▸ Tugas A
Tolong ketik ulang dengan persis bagian daftar di bawah, dari awal daftar sampai baris yang memuat "box: [196, 110, 349, 217]". Baris awal dan baris akhir itu ikut disalin.

▸ Teks Pilihan

Sopan di Bawah Guyuran Hujan #01
Pada serial
sebelumnya, kita sudah membahas tentang anomali cuaca. Ternyata, cuaca bisa
menipu kita. Dari semula yang cerah, bahkan kelihatan terang benderang,
beberapa waktu setelahnya bisa saja bertransformasi menjadi hujan lebat dengan
petir yang menyambar-nyambar. Ataupun sebaliknya. Sayangnya, aku tidak bisa
menceritakan kembali secara penuh di dalam serial ini, karena hanya akan
menambah kebosanan saja. Tentu saja, kalian boleh membaca tentang cuaca di
serial sebelumnya. Sekarang, kita akan membahas sesuatu yang berbeda. Apa yang
berbeda? Langsung saja simak cerita di bawah ini, yang tentunya akan menarik
dan agak lucu.
Pada waktu itu,
tepatnya pada hari Minggu pukul empat, aku dan kedua orangtuaku dengan segera
bersiap-siap untuk berangkat ke Benteng Vredeburg. Untuk apa? Jadi, pihak
Benteng Vredeburg dan Taman Budaya, tempat aku latihan biola, menjalin semacam
kerjasama untuk memeriahkan acara untuk mengenang Hari Museum. Tentu saja, aku
dan teman-temanku di Taman Budaya diajak untuk berpartisipasi dalam acara
tersebut. Mengapa? Karena, orang lebih senang menonton pertunjukan yang
melibatkan anak-anak. Alasannya sederhana. Anak kecil seusia diriku ketika
serial ini ditulis, tentu saja menimbulkan kekaguman yang luar biasa apabila
dapat tampil di panggung dengan bakatnya yang istimewa. Apalagi, jika ia tidak
grogi dengan pandangan puluhan orang didepannya.
Oke, lewati saja
hal itu. Masih berhubungan dengan cuaca, pada waktu itu awan menutupi matahari.
Kami berpendapat bahwa tidak lama lagi hujan akan turun dengan derasnya.
Pendapat kami kali ini tidak begitu salah. Begitu kami selesai mandi dan
berganti baju, kami pun menaiki mobil. Begitu kami semua sudah memasuki mobil
kami yang kecil itu, ayahku menancap gas dan mobil melaju perlahan-lahan.
Perjalanan kami tidak bisa dibilang mulus. Mengapa? Kalian pasti tahu,
bagaimana keadaan di jalan raya pada saat weekend. Jalanan dipadati oleh
mobil dan kendaraan berat, sementara itu motor menyelip dari segala sisi.
Sungguh merepotkan dan kadang membuat emosi para pengendara. Akibatnya, klakson
sering dibunyikan, belum ditambah suara mesin kendaraan itu sendiri.

▸ Tugas B
Salin tanpa perubahan bagian teks pilihan di atas, dari "Kami berpendapat bahwa" sampai "dari segala sisi.".

▸ Bahan Sumber
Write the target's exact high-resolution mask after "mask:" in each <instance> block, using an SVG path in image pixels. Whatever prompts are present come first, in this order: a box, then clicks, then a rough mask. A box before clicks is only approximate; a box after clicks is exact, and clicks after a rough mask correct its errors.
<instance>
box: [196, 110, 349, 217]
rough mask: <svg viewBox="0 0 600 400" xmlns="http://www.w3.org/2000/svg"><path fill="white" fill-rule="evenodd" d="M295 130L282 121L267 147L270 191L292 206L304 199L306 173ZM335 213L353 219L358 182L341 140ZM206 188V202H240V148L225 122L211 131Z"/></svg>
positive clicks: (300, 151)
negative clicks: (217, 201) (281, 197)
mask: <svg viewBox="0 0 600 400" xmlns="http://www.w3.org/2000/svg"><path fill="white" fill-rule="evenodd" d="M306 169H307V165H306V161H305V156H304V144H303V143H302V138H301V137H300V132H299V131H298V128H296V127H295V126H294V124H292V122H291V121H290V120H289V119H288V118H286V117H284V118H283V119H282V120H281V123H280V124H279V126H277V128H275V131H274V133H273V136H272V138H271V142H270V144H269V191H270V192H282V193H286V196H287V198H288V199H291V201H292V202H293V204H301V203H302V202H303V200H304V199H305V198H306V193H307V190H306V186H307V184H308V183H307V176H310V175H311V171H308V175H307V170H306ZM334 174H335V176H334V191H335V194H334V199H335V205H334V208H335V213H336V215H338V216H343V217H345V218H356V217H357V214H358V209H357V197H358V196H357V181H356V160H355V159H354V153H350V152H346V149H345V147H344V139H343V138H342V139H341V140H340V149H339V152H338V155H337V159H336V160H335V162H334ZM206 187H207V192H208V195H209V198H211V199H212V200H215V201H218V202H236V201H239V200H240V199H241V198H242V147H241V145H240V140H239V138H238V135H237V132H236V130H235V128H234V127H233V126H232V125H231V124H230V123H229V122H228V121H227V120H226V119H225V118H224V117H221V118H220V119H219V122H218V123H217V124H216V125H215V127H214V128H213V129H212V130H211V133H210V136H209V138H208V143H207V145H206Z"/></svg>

▸ Jawaban A
Write the target's exact high-resolution mask after "mask:" in each <instance> block, using an SVG path in image pixels. Whatever prompts are present come first, in this order: a box, then clicks, then a rough mask. A box before clicks is only approximate; a box after clicks is exact, and clicks after a rough mask correct its errors.
<instance>
box: [196, 110, 349, 217]

▸ Jawaban B
Kami berpendapat bahwa tidak lama lagi hujan akan turun dengan derasnya.
Pendapat kami kali ini tidak begitu salah. Begitu kami selesai mandi dan
berganti baju, kami pun menaiki mobil. Begitu kami semua sudah memasuki mobil
kami yang kecil itu, ayahku menancap gas dan mobil melaju perlahan-lahan.
Perjalanan kami tidak bisa dibilang mulus. Mengapa? Kalian pasti tahu,
bagaimana keadaan di jalan raya pada saat weekend. Jalanan dipadati oleh
mobil dan kendaraan berat, sementara itu motor menyelip dari segala sisi.